### WORK INSTRUCTIONS
Rewrite the records below with "in square brackets" switched to "in parentheses" everywhere it occurs, leaving everything else the same.

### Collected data
-*-*-

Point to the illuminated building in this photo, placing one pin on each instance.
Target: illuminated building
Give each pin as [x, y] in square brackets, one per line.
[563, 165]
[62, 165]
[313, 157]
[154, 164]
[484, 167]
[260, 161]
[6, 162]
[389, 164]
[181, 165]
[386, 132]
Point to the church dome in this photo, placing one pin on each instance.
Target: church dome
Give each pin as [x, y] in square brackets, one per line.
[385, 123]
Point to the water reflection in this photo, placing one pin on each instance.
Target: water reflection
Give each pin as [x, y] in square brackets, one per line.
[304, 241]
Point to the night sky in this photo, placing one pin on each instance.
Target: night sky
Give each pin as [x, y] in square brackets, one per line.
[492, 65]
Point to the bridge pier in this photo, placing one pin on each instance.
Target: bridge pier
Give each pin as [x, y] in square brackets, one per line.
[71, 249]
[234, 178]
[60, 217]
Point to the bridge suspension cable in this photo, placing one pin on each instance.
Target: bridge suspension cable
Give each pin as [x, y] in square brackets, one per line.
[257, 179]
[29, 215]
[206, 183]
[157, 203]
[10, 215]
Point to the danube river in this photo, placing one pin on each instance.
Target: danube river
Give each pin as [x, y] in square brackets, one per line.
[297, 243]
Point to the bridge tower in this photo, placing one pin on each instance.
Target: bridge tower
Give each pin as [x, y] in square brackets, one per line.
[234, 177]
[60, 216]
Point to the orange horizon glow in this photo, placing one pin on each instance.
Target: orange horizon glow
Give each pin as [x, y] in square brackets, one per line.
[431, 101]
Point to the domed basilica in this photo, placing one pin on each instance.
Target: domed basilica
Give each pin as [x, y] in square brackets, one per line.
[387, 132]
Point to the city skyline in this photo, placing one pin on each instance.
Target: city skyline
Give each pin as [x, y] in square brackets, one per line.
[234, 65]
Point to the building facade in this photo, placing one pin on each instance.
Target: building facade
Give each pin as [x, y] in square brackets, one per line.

-*-*-

### WRITTEN ANSWER
Point to the illuminated building in this photo, placing one pin on each instance.
Target: illuminated building
Give each pin as [x, y] in parentheses, one per line.
[563, 165]
[62, 165]
[313, 157]
[154, 164]
[484, 167]
[260, 161]
[6, 162]
[389, 164]
[181, 165]
[386, 132]
Point to the church dome in this photo, placing one pin on each instance.
Target: church dome
Give each pin as [x, y] in parentheses, one per line.
[385, 123]
Point to the water reflection in this photo, placing one pin on each instance.
Target: water reflection
Give each pin as [x, y] in parentheses, one per line.
[304, 241]
Point to the night sky in this photo, placing one pin on each instance.
Target: night sky
Give each pin as [x, y] in parentheses, one per line.
[492, 65]
Point to the bridge pier in this photo, placing one pin on each instance.
Target: bridge pier
Give each pin as [x, y] in parentheses, one per line.
[71, 249]
[234, 178]
[60, 217]
Point to the bridge suspension cable in this photo, placing one pin on each instance.
Target: bridge suspension cable
Give each pin as [x, y] in parentheses, one per line.
[257, 179]
[29, 215]
[206, 183]
[157, 203]
[10, 215]
Point to the danube river in this photo, placing one pin on each instance.
Target: danube river
Give each pin as [x, y] in parentheses, one per line.
[297, 243]
Point to the bridge tower in this photo, placing one pin on each instance.
Target: bridge tower
Give each pin as [x, y] in parentheses, one per line.
[234, 177]
[60, 216]
Point to the orange horizon glow in this photo, placing one pin on each instance.
Target: orange horizon glow
Give each pin as [x, y] in parentheses, one per line.
[431, 101]
Point to the domed basilica in this photo, placing one pin on each instance.
Target: domed basilica
Give each pin as [x, y] in parentheses, one per line.
[387, 132]
Point to the city skyline in this photo, placing one pin on each instance.
Target: city skyline
Give each pin as [x, y] in parentheses, one per line.
[234, 65]
Point to the building facade in this photo, placing one pin on each instance.
Target: building facade
Give each pin as [x, y] in parentheses, one per line.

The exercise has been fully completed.